§ **TASK INSTRUCTIONS**
**a)** In the exit poll problem, what goes in a place when a candidate has fewer than three distinct vote totals?
**b)** In one to three sentences, explain what the exit poll problem says its multipart question is meant to evaluate.
**c)** Echo everything in the exit poll problem from "Part 1: Election" down to "candidate id ascending.".

§ **READING PASSAGE**

Quick Answer: This multipart question evaluates data engineering competencies including SQL report design for complex aggregation and ranking, plus PySpark-based ETL and transaction-level analytics.

Part 1: Election Exit Poll State Rankings

You are given a list of candidates and a list of votes. Each vote is recorded as a pair of candidate_id and state. Build a report with one row per candidate. For each candidate, count how many votes they received in each state, then determine the top three distinct vote totals. Each place should include all states that share that total, sorted alphabetically and formatted as 'State (votes)'. If a candidate has fewer than three distinct vote totals, use None for the missing places. Return rows sorted by candidate id ascending.

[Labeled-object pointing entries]
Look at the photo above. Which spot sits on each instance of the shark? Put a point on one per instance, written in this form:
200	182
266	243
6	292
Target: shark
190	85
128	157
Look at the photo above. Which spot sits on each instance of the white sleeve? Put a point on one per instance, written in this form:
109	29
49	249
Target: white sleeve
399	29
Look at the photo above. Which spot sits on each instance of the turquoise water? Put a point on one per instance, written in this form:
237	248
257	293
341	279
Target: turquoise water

§ **FINAL ANSWERS**
**a)** None is used for the missing places.

**b)** The multipart question evaluates data engineering competencies. These include SQL report design for complex aggregation and ranking, plus PySpark-based ETL and transaction-level analytics.

**c)**
Part 1: Election Exit Poll State Rankings

You are given a list of candidates and a list of votes. Each vote is recorded as a pair of candidate_id and state. Build a report with one row per candidate. For each candidate, count how many votes they received in each state, then determine the top three distinct vote totals. Each place should include all states that share that total, sorted alphabetically and formatted as 'State (votes)'. If a candidate has fewer than three distinct vote totals, use None for the missing places. Return rows sorted by candidate id ascending.